→ **WHAT YOU WILL DO**
Pick out and copy every line of the records containing the string "cloud". Case counts.

Shape boundary entries
#####

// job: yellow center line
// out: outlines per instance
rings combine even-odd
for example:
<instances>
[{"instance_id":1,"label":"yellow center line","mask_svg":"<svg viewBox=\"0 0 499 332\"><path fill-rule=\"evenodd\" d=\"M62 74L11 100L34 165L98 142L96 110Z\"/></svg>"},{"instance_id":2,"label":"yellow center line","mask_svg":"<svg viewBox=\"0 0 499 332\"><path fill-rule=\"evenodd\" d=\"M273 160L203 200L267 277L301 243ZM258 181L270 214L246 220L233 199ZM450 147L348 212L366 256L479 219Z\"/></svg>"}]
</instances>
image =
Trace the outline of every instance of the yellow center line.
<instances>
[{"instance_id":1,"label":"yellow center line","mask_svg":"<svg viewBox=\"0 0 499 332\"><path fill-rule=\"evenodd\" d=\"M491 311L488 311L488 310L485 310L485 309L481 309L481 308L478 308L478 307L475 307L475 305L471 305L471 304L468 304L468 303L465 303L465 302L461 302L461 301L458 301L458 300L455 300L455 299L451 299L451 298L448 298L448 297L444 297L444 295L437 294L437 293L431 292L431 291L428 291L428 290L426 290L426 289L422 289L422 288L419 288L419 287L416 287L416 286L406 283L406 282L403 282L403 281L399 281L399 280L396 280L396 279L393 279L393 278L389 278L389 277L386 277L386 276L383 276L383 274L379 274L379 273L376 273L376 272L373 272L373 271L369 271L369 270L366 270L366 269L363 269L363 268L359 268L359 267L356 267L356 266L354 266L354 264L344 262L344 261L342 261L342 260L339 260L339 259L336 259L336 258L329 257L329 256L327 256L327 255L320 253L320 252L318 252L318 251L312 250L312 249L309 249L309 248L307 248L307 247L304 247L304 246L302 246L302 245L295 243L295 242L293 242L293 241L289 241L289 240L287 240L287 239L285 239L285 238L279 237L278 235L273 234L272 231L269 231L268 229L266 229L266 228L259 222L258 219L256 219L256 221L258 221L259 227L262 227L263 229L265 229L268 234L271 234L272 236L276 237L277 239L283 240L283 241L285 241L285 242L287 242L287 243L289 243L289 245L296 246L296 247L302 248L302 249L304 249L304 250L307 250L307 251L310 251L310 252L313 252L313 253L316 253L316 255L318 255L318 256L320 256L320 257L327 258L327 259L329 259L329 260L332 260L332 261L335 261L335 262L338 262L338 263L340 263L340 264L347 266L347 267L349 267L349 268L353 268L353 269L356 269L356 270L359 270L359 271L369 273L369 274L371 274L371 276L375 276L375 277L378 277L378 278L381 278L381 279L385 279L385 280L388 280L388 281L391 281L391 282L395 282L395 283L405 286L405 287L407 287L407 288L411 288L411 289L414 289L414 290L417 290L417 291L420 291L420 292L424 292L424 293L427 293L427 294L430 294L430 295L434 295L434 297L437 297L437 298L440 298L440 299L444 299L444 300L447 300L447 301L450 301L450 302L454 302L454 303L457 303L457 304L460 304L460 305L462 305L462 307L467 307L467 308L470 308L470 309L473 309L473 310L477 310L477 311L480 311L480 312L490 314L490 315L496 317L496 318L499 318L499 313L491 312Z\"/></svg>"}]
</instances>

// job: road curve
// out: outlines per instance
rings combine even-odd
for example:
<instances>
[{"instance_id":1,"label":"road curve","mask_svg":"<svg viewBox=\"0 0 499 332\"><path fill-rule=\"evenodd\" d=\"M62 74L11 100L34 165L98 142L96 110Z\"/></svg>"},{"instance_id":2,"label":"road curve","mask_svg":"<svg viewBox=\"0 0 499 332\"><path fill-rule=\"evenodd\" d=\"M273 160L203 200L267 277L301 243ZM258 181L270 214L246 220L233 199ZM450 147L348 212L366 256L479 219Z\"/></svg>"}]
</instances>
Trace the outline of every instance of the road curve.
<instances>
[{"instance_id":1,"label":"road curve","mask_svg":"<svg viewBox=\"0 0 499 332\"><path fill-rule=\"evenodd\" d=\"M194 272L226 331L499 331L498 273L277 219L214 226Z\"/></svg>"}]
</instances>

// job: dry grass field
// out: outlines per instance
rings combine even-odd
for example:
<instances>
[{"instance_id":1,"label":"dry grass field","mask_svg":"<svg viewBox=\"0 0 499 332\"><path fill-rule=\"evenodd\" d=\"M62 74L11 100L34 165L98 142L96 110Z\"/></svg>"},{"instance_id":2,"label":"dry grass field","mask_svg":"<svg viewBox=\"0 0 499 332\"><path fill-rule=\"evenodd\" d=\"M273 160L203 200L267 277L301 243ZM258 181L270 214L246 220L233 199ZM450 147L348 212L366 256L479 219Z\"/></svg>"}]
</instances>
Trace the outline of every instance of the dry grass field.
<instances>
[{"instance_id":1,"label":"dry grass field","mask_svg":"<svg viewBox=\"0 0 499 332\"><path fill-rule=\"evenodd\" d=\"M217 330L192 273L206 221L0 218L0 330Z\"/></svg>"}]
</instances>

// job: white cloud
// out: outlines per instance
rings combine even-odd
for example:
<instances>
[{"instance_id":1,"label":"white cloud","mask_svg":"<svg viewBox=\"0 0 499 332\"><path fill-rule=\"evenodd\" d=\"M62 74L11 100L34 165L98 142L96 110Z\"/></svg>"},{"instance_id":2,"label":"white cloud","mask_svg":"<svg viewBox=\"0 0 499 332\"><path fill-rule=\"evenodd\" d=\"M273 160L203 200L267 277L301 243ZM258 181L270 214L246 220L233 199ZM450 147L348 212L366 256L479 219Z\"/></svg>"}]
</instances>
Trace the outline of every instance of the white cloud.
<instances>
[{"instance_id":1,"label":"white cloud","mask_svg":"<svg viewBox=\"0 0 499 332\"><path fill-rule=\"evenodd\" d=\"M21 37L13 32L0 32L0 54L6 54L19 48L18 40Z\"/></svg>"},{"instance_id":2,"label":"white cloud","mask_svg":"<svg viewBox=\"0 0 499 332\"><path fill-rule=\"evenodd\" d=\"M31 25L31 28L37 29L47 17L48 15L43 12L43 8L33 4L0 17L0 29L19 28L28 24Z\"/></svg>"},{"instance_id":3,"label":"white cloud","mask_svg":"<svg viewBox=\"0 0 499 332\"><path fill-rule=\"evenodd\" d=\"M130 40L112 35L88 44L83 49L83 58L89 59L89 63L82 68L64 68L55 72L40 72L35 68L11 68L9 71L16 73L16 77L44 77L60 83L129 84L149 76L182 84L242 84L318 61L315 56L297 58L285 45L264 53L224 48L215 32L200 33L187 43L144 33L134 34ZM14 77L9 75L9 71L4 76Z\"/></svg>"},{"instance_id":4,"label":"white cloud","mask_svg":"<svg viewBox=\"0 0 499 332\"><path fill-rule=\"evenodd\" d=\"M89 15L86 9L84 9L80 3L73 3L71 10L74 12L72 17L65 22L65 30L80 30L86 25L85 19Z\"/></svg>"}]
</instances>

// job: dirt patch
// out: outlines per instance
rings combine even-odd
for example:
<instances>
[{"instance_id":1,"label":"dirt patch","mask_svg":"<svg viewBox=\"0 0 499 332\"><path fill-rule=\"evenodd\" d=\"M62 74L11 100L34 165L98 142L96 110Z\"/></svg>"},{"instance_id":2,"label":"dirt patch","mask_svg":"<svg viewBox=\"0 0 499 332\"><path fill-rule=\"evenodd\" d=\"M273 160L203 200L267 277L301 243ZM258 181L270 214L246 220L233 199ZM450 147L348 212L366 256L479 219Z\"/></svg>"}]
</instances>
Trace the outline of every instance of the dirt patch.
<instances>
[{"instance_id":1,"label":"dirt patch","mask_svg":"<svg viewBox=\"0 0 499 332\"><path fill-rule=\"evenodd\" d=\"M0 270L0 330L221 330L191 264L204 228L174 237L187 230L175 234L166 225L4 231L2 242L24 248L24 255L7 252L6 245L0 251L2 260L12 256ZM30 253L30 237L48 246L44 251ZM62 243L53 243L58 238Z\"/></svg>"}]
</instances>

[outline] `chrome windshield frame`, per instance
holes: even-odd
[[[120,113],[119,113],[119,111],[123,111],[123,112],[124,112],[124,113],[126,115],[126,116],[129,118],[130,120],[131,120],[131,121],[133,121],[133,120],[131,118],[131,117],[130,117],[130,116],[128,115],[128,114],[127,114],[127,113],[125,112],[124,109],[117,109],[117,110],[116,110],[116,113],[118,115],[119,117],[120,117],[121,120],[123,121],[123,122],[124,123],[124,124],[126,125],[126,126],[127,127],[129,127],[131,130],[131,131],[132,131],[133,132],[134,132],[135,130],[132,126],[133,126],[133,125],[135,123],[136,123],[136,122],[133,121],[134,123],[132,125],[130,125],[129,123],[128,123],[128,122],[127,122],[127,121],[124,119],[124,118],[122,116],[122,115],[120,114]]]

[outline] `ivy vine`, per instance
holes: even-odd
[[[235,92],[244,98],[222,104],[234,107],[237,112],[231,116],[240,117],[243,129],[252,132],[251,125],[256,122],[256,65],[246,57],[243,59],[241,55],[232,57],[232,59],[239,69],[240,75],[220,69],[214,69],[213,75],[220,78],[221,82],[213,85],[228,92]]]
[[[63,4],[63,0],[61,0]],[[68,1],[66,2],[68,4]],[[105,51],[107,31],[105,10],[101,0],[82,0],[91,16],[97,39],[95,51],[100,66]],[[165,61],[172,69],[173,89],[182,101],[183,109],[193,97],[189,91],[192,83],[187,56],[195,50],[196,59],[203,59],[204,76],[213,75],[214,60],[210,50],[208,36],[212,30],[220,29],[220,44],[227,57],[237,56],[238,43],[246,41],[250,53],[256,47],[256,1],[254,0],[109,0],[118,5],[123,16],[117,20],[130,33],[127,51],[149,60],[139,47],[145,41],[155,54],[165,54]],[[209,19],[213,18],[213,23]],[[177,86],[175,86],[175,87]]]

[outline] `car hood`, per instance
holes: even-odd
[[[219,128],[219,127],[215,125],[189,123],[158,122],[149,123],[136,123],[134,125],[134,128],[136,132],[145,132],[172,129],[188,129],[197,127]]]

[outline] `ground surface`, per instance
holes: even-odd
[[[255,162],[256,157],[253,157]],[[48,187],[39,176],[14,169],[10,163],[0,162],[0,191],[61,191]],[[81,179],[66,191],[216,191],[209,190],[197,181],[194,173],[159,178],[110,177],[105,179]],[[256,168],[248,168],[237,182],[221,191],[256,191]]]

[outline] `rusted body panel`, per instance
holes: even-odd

#####

→ **EXERCISE RESPONSE**
// job: white cloud
[{"instance_id":1,"label":"white cloud","mask_svg":"<svg viewBox=\"0 0 499 332\"><path fill-rule=\"evenodd\" d=\"M62 74L11 100L34 165L98 142L96 110Z\"/></svg>"},{"instance_id":2,"label":"white cloud","mask_svg":"<svg viewBox=\"0 0 499 332\"><path fill-rule=\"evenodd\" d=\"M273 160L203 200L267 277L301 243ZM258 181L270 214L246 220L233 199ZM450 147L348 212L366 256L479 219Z\"/></svg>"}]
Trace the outline of every instance of the white cloud.
[{"instance_id":1,"label":"white cloud","mask_svg":"<svg viewBox=\"0 0 499 332\"><path fill-rule=\"evenodd\" d=\"M21 37L13 32L0 32L0 54L6 54L19 48L18 40Z\"/></svg>"},{"instance_id":2,"label":"white cloud","mask_svg":"<svg viewBox=\"0 0 499 332\"><path fill-rule=\"evenodd\" d=\"M31 25L31 28L37 29L47 17L48 15L43 12L43 8L33 4L0 17L0 29L19 28L28 24Z\"/></svg>"},{"instance_id":3,"label":"white cloud","mask_svg":"<svg viewBox=\"0 0 499 332\"><path fill-rule=\"evenodd\" d=\"M130 40L112 35L88 44L83 49L83 58L89 59L89 63L82 68L64 68L55 72L40 72L35 68L11 68L9 71L16 73L16 77L44 77L60 83L129 84L149 76L182 84L242 84L318 61L315 56L297 58L285 45L264 53L224 48L215 32L200 33L187 43L144 33L134 34ZM14 77L9 75L9 71L4 76Z\"/></svg>"},{"instance_id":4,"label":"white cloud","mask_svg":"<svg viewBox=\"0 0 499 332\"><path fill-rule=\"evenodd\" d=\"M89 15L86 9L84 9L80 3L73 3L71 10L74 12L72 17L65 22L65 30L80 30L86 25L85 19Z\"/></svg>"}]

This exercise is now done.